Please count how many of the lines below contain the string "green", treating uppercase and lowercase as different, and reply with the number alone.

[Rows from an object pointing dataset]
□ □ □
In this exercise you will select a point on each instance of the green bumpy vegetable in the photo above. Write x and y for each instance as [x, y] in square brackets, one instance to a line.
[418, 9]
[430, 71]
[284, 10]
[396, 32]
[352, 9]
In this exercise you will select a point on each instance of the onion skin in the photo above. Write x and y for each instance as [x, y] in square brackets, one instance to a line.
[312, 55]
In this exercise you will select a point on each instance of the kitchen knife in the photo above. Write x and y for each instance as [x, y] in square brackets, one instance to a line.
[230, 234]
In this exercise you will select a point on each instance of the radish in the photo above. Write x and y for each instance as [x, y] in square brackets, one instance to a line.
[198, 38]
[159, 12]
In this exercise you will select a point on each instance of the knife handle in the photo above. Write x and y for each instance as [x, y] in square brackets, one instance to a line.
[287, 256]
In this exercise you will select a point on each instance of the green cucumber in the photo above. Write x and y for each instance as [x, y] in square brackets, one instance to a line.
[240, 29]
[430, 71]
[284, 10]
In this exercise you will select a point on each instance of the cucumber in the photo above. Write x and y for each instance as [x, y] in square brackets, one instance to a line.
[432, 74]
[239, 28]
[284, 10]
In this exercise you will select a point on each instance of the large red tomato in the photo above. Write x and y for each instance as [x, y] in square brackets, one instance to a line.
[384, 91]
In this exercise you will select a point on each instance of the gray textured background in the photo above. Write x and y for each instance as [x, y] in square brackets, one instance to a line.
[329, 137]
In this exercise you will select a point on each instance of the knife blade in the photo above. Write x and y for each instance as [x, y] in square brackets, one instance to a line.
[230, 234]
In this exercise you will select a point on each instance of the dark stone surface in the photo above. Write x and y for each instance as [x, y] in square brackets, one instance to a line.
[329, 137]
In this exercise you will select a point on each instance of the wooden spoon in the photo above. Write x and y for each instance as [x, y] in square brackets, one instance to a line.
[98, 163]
□ □ □
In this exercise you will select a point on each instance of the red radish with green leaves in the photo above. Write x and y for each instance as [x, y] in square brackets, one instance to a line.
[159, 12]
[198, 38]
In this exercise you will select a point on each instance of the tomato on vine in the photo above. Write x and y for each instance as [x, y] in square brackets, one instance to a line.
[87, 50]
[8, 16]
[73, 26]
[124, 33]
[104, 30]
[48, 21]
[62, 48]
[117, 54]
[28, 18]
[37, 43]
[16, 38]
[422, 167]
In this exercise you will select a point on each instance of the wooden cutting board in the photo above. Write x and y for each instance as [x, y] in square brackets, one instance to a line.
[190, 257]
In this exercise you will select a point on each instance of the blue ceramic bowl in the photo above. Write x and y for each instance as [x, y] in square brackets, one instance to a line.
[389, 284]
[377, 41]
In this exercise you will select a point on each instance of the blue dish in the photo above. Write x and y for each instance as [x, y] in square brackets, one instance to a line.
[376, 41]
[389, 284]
□ □ □
THE COMPLETED TASK -
3